Textauszug:
Haha, ok. Bisher hatten wir bei unseren Alpentouren immer viel Glück und kaum Wanderer getroffen.


> Nicht nur langweilig, sondern teilweise auch nicht existent. Zumindest die beschriebene Auffahrt "auf neuem Forstweg" zur Lüchlealpe ist ein reines Hirngespinst.


Schonmal gut zu wissen. Ich hab mir jetzt auch erstmal die Kompass Karte fürs KWT gekauft, ich denke mal, dass das ne gute Basis ist!?



> Einfach ausprobieren. Oder einen Guide in der Gegend buchen und sagen, was man will. Dann kann man teilweise sogar die Bahnen benutzen.


Für eine Tour wäre das sicherlich ne Option, das muss ich aber erst mal mit dem Rest abklären. Hängt dann sicher auch von unserer Gruppengröße ab.



Carsten schrieb:


> Im allgemeinen wird man als Biker im KWT gern gesehen, es gibt sogar einige ganz offizielle Strecken. Die Gegend ist aber kein Bikepark, sondern ein Gebiet, in dem man die Wege gemeinsam nutzt und aufeinander Rücksicht nimmt. Dazu gehört eben auch etwas Timing. Daher lieber Randzeiten morgens und abends nutzen. Wer Sonntags bei Schönwetter in der Nähe von Seilbahnen unterwegs ist, der braucht sich nicht wunderen, dass das andere Besucher auch tun.

Bereitgestellte Daten:
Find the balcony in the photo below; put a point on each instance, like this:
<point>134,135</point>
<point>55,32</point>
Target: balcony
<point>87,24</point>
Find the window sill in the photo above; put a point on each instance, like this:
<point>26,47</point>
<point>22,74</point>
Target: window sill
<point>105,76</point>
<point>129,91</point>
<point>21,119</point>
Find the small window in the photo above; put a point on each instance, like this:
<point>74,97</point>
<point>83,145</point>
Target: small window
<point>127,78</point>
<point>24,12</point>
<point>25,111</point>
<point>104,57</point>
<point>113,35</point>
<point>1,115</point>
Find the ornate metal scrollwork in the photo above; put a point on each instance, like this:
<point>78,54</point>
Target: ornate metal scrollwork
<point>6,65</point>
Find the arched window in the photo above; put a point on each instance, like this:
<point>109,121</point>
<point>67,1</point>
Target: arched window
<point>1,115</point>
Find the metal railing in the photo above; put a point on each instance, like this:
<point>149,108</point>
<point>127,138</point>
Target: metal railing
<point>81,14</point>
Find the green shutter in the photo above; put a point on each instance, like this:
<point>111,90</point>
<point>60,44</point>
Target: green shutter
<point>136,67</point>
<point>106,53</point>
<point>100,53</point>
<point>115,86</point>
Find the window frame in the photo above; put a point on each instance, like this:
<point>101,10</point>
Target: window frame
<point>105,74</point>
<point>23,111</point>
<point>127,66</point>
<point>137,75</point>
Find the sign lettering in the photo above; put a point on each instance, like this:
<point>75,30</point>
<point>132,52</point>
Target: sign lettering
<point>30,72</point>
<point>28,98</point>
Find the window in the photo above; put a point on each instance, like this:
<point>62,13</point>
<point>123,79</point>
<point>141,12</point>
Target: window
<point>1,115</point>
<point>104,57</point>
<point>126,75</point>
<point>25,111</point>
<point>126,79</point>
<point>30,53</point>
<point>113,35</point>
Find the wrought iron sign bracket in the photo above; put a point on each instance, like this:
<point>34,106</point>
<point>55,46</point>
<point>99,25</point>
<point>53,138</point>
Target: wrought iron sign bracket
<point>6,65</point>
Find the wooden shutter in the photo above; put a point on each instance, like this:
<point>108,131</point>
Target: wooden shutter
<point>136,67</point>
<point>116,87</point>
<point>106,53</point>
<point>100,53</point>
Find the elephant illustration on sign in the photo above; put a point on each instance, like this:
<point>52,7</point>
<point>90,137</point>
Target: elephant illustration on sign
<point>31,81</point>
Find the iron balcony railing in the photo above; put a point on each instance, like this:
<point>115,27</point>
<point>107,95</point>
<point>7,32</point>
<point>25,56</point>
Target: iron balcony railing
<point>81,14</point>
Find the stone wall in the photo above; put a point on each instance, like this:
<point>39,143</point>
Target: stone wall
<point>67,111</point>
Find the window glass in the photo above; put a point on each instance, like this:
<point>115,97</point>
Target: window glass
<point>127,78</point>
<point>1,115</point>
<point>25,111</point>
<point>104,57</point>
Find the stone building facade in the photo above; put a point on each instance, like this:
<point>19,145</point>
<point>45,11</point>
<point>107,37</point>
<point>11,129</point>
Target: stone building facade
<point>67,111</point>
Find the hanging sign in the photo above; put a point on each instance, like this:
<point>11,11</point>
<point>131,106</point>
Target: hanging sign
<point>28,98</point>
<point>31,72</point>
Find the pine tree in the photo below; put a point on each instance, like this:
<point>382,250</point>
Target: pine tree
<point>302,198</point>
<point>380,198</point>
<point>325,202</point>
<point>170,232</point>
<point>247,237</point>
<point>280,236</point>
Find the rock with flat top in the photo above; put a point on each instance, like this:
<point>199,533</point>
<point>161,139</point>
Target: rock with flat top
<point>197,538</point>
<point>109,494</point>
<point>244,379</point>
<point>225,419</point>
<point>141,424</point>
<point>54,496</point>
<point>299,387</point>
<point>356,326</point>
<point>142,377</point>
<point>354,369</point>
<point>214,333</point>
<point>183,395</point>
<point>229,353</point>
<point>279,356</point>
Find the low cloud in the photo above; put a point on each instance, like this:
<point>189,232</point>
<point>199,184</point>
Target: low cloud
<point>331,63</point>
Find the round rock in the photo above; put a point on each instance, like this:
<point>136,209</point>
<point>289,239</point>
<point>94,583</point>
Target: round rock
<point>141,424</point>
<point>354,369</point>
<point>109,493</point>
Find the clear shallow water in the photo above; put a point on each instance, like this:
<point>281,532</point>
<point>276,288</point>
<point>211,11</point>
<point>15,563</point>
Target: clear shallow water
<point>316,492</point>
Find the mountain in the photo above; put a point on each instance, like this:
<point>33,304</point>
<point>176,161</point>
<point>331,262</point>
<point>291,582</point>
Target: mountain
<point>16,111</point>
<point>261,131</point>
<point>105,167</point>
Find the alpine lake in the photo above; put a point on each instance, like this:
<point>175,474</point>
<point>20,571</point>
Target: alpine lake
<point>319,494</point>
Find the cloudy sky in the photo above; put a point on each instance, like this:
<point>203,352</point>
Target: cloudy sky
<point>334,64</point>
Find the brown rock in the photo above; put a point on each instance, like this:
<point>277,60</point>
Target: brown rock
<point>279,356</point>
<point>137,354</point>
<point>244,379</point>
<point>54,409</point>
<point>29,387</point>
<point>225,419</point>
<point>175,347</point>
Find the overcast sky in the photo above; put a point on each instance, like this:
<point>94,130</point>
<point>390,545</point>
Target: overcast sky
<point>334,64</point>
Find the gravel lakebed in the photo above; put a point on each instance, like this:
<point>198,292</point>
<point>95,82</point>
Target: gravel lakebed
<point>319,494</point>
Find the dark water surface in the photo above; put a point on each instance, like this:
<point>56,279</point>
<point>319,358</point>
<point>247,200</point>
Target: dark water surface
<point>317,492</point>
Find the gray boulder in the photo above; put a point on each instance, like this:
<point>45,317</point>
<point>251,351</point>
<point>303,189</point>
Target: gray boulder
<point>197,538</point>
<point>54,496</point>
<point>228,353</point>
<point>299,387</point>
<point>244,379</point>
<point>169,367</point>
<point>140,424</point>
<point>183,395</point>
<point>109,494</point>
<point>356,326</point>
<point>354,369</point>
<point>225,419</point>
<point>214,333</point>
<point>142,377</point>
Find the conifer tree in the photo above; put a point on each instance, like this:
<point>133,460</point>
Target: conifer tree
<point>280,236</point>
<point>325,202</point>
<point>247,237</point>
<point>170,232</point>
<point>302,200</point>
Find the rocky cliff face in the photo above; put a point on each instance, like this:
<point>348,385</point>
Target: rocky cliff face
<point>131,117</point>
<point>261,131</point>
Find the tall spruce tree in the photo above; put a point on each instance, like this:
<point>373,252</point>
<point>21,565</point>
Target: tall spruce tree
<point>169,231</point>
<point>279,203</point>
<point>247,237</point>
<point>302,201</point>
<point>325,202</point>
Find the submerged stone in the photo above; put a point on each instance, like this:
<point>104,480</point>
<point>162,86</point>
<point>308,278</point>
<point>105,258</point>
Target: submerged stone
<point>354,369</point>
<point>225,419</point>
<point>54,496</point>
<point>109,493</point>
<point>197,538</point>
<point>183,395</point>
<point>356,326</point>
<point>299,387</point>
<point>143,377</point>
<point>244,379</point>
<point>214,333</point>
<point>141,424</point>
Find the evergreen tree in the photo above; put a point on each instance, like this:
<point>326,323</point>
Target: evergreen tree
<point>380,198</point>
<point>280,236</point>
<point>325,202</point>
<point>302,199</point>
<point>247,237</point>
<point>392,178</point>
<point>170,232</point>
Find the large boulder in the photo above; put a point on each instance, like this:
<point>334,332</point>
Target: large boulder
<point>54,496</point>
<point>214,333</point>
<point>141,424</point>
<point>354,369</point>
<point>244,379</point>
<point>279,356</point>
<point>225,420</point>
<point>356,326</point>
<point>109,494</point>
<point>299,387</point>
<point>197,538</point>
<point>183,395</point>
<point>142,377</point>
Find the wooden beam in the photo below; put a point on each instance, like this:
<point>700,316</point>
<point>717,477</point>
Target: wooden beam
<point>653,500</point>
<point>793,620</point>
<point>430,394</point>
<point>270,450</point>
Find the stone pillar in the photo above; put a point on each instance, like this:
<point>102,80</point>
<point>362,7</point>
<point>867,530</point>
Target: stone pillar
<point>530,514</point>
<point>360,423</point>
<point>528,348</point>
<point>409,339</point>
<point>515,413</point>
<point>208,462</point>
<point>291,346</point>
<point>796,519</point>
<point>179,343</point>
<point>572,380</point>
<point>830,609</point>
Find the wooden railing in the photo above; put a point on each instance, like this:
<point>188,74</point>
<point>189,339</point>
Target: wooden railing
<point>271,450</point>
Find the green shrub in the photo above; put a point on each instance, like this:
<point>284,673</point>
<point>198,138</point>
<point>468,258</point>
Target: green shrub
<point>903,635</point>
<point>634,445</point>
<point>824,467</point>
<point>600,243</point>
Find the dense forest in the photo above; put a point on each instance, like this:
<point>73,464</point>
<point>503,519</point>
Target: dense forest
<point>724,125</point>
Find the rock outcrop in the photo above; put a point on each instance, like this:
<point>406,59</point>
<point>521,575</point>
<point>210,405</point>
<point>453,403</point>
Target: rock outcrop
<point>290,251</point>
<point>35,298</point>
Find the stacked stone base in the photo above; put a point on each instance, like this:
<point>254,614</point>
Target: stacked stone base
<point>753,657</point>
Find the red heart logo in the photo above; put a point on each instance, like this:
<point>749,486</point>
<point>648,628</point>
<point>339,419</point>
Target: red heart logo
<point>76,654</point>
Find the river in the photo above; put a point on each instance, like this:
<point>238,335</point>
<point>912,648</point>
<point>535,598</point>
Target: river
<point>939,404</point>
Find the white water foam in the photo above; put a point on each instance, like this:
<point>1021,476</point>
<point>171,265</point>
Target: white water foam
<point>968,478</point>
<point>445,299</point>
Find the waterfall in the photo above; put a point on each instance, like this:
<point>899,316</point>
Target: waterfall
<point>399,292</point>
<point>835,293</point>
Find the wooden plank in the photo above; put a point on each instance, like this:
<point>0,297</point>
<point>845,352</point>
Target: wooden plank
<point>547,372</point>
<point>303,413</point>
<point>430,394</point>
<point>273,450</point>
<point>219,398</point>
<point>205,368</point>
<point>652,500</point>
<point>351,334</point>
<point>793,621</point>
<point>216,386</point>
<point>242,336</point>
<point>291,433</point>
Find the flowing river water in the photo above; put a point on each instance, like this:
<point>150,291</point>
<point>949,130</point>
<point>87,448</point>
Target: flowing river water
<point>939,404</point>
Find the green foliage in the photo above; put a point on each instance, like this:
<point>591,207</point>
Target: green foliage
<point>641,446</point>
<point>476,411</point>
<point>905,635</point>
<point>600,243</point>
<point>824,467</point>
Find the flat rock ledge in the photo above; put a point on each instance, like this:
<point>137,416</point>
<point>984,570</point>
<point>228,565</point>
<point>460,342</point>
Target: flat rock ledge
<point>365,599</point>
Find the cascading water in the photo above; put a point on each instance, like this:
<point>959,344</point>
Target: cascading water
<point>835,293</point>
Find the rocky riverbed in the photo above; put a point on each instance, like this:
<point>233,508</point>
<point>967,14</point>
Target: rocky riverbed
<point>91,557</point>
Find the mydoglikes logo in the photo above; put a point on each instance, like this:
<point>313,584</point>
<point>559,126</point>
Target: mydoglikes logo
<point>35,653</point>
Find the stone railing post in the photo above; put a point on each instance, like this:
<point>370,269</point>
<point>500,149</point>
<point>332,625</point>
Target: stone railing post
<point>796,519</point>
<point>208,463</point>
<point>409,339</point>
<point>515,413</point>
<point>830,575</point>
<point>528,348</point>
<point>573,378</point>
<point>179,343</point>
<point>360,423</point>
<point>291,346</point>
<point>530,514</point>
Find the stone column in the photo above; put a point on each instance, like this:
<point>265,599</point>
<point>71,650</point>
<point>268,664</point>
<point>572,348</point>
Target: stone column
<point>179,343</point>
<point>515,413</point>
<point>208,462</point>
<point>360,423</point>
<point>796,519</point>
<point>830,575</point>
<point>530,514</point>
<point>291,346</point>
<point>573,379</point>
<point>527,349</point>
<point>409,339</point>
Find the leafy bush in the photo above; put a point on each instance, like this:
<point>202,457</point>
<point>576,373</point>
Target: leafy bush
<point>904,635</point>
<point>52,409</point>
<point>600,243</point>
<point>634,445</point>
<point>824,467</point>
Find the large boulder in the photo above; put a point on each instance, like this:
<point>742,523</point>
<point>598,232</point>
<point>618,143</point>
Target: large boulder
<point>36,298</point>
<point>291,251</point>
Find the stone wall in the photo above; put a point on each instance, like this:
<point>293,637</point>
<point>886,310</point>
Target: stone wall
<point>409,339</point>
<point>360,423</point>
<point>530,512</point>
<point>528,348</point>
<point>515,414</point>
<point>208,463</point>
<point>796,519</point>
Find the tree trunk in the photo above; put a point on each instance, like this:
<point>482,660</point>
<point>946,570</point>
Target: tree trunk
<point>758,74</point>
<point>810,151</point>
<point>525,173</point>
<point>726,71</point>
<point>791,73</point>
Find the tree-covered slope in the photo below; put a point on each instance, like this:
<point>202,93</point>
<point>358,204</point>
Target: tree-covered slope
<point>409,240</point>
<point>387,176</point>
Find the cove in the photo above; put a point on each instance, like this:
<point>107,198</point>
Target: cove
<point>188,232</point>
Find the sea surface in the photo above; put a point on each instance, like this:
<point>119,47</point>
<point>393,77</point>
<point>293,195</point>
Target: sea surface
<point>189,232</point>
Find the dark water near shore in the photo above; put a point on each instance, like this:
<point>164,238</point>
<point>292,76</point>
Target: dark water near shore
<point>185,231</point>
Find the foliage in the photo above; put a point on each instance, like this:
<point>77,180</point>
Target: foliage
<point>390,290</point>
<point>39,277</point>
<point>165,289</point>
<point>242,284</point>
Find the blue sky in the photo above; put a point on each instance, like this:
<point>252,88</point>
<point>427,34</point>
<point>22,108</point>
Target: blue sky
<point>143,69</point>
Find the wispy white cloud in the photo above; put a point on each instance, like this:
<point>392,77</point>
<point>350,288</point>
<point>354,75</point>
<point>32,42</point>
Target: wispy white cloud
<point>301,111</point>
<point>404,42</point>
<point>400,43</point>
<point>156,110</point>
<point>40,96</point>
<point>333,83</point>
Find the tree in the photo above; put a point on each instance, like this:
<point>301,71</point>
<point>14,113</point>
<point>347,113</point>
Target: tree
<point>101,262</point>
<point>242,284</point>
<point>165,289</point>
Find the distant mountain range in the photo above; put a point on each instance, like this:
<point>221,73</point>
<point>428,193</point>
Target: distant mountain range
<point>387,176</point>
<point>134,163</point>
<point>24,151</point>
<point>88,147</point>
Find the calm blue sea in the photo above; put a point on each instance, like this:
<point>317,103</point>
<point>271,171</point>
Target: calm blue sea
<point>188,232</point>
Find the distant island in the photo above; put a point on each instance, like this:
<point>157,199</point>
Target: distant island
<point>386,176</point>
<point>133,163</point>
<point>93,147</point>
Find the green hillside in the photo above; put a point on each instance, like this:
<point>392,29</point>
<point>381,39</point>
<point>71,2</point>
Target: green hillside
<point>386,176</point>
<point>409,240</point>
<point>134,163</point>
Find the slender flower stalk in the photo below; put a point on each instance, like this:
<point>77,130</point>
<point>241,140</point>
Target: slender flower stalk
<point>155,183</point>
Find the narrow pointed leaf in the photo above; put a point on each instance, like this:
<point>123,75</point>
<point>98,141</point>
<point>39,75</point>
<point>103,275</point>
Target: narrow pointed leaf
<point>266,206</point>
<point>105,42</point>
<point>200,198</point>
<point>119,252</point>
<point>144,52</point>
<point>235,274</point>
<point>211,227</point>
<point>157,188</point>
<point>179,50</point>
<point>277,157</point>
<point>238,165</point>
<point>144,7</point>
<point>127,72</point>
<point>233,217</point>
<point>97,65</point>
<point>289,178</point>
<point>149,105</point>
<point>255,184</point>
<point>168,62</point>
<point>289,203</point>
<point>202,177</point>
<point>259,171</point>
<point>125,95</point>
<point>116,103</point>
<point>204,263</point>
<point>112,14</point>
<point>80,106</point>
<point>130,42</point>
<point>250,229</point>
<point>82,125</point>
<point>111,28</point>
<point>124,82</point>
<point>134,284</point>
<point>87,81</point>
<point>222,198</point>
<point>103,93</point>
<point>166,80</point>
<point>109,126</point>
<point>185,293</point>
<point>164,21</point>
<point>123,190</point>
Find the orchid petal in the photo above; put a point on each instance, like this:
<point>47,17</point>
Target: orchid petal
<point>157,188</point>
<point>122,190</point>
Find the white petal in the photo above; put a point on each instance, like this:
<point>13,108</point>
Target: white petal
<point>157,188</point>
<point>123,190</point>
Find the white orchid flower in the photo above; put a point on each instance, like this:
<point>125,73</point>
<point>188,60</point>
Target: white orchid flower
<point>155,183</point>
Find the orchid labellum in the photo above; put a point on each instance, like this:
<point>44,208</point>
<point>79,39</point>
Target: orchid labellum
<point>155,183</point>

Aufgabe: Tippe aus dem Textauszug oben bitte alles von „Für eine Tour“ bis hinunter zu „Besucher auch tun.“ wortgetreu ab.

Antwort:
Für eine Tour wäre das sicherlich ne Option, das muss ich aber erst mal mit dem Rest abklären. Hängt dann sicher auch von unserer Gruppengröße ab.



Carsten schrieb:


> Im allgemeinen wird man als Biker im KWT gern gesehen, es gibt sogar einige ganz offizielle Strecken. Die Gegend ist aber kein Bikepark, sondern ein Gebiet, in dem man die Wege gemeinsam nutzt und aufeinander Rücksicht nimmt. Dazu gehört eben auch etwas Timing. Daher lieber Randzeiten morgens und abends nutzen. Wer Sonntags bei Schönwetter in der Nähe von Seilbahnen unterwegs ist, der braucht sich nicht wunderen, dass das andere Besucher auch tun.